**Record extracts:**
-=-=-=-=-
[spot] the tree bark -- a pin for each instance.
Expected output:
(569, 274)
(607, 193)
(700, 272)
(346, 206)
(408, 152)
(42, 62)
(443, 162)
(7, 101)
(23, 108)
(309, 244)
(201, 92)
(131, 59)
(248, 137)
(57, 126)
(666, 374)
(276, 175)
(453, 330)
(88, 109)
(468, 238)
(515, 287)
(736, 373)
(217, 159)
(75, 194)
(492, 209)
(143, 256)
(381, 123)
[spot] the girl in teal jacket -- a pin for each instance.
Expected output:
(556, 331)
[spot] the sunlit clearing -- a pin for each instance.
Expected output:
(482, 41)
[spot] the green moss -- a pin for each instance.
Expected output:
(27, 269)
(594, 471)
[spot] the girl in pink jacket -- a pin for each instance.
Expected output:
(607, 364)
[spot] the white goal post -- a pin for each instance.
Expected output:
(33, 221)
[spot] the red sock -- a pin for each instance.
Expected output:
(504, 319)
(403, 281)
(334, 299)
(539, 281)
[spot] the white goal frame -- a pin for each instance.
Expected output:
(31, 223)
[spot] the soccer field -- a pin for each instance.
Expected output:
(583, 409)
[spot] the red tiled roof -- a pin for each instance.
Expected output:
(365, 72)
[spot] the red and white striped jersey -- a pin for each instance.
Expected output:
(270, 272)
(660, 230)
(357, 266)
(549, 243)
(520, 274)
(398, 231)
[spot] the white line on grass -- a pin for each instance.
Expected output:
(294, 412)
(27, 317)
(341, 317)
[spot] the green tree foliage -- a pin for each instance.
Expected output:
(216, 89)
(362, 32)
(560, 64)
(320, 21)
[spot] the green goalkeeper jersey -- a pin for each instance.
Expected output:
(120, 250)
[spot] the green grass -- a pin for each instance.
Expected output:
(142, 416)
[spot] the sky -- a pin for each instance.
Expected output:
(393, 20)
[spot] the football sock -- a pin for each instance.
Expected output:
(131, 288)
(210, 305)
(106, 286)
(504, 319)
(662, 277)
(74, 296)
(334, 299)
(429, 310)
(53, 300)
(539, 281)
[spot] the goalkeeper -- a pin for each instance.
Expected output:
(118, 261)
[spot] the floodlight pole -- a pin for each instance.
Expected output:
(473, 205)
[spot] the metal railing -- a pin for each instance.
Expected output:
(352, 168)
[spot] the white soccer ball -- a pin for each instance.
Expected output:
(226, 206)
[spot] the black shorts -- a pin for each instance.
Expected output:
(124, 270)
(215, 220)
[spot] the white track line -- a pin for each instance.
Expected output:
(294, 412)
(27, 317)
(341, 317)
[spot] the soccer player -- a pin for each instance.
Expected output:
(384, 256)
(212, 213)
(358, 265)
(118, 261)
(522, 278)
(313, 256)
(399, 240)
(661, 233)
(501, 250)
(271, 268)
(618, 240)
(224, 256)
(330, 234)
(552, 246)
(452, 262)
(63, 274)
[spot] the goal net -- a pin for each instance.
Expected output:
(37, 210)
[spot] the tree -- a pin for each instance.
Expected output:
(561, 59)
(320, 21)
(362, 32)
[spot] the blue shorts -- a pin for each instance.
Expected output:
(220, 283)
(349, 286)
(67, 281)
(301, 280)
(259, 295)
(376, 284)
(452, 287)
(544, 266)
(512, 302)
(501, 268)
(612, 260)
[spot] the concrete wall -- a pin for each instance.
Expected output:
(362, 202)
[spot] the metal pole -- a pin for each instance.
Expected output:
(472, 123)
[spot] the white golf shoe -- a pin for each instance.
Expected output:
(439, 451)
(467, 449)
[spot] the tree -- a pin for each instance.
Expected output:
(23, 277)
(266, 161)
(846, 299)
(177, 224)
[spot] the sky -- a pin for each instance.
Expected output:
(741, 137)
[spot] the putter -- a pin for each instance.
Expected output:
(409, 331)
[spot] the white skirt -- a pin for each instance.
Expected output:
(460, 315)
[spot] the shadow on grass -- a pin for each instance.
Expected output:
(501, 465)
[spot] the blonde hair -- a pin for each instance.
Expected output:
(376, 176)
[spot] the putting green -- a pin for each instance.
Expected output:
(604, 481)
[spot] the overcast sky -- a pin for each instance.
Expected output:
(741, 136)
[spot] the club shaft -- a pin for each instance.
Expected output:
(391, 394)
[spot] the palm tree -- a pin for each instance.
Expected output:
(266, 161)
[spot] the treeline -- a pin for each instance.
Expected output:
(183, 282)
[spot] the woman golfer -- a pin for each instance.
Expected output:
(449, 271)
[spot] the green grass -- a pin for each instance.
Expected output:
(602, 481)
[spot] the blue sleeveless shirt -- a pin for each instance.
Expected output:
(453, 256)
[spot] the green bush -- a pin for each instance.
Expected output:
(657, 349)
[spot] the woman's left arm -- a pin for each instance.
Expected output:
-=-=-=-=-
**What is being asked:** Extract all of the data shown above and repeat it verbatim.

**Solution to this exercise:**
[spot] the tree bark -- a pin for each instance.
Expected output:
(569, 274)
(607, 193)
(700, 272)
(346, 206)
(408, 152)
(42, 62)
(443, 162)
(7, 101)
(23, 108)
(309, 244)
(201, 92)
(131, 59)
(248, 137)
(57, 126)
(666, 374)
(276, 175)
(453, 330)
(88, 109)
(468, 238)
(515, 287)
(736, 373)
(217, 159)
(75, 194)
(492, 209)
(143, 256)
(381, 123)
[spot] the girl in teal jacket -- a pin for each instance.
Expected output:
(556, 331)
[spot] the sunlit clearing -- a pin for each instance.
Expected output:
(482, 41)
[spot] the green moss -- a pin for each instance.
Expected output:
(27, 269)
(594, 471)
[spot] the girl in pink jacket -- a pin for each instance.
Expected output:
(607, 364)
[spot] the white goal post -- a pin for each instance.
Expected output:
(33, 221)
[spot] the red sock -- a pin for each instance.
Expected output:
(504, 319)
(403, 281)
(334, 299)
(539, 281)
[spot] the white goal frame -- a pin for each instance.
Expected output:
(31, 223)
[spot] the soccer field -- a pin for each instance.
Expected output:
(583, 409)
[spot] the red tiled roof -- a pin for each instance.
Expected output:
(365, 72)
[spot] the red and white striped jersey -- a pin for each instance.
Expected output:
(270, 272)
(660, 230)
(357, 266)
(549, 243)
(520, 274)
(398, 231)
[spot] the white line on grass -- a pin for each instance.
Expected output:
(294, 412)
(27, 317)
(341, 317)
[spot] the green tree foliage -- a pin for each instance.
Expected output:
(216, 89)
(362, 32)
(560, 64)
(320, 21)
[spot] the green goalkeeper jersey -- a pin for each instance.
Expected output:
(120, 250)
[spot] the green grass -- a pin for each instance.
Expected output:
(142, 416)
[spot] the sky -- a pin for each instance.
Expected output:
(393, 20)
[spot] the football sock -- a pin for each instance.
Expected output:
(131, 288)
(210, 305)
(106, 286)
(504, 319)
(662, 277)
(74, 296)
(334, 299)
(429, 310)
(53, 300)
(539, 281)
[spot] the goalkeeper -- a pin for each instance.
Expected output:
(118, 261)
[spot] the floodlight pole -- a pin for each instance.
Expected output:
(473, 205)
[spot] the metal railing -- a pin for each instance.
Expected output:
(352, 168)
[spot] the white soccer ball -- a pin for each instance.
Expected output:
(226, 206)
[spot] the black shorts -- a pin for each instance.
Expected output:
(124, 270)
(215, 220)
[spot] the white track line -- a pin for each instance.
Expected output:
(294, 412)
(27, 317)
(341, 317)
[spot] the soccer player -- a pin for each instance.
Expected output:
(384, 256)
(212, 213)
(358, 265)
(118, 261)
(522, 278)
(313, 256)
(399, 240)
(661, 233)
(501, 250)
(271, 268)
(618, 240)
(224, 256)
(330, 234)
(552, 246)
(452, 262)
(63, 274)
[spot] the goal net -- a pin for each instance.
Expected output:
(37, 210)
[spot] the tree -- a pin for each instance.
Expected output:
(561, 59)
(320, 21)
(362, 32)
[spot] the blue shorts -- a pin for each instance.
Expected output:
(220, 283)
(349, 286)
(67, 281)
(301, 280)
(259, 295)
(376, 284)
(452, 287)
(544, 266)
(512, 302)
(501, 268)
(612, 260)
[spot] the concrete wall -- a pin for each instance.
Expected output:
(362, 202)
[spot] the metal pole -- a pin for each instance.
Expected output:
(472, 123)
[spot] the white golf shoe -- a pin for each instance.
Expected output:
(439, 451)
(467, 449)
[spot] the tree -- a pin for each instance.
Expected output:
(23, 277)
(266, 161)
(846, 299)
(177, 224)
[spot] the sky -- a pin for each instance.
Expected output:
(741, 137)
[spot] the putter -- a pin for each instance.
Expected output:
(409, 331)
[spot] the white skirt -- a pin for each instance.
Expected output:
(460, 315)
[spot] the shadow on grass -- a pin for each instance.
Expected output:
(501, 465)
[spot] the blonde hair -- a pin for each instance.
Expected output:
(376, 176)
[spot] the putting green -- a pin for each instance.
Expected output:
(604, 481)
[spot] the overcast sky -- a pin for each instance.
Expected output:
(741, 136)
[spot] the club shaft -- a pin for each instance.
Expected output:
(391, 394)
[spot] the palm tree -- a pin for each instance.
Expected output:
(266, 161)
[spot] the treeline -- a pin for each instance.
Expected output:
(183, 282)
[spot] the woman golfer -- a pin for each instance.
Expected output:
(449, 271)
[spot] the green grass -- a pin for each instance.
Expected output:
(602, 481)
[spot] the blue sleeveless shirt -- a pin for each instance.
Expected output:
(453, 256)
[spot] the green bush -- a pin for each instance.
Expected output:
(657, 349)
[spot] the woman's left arm -- a pin for each instance.
Expected output:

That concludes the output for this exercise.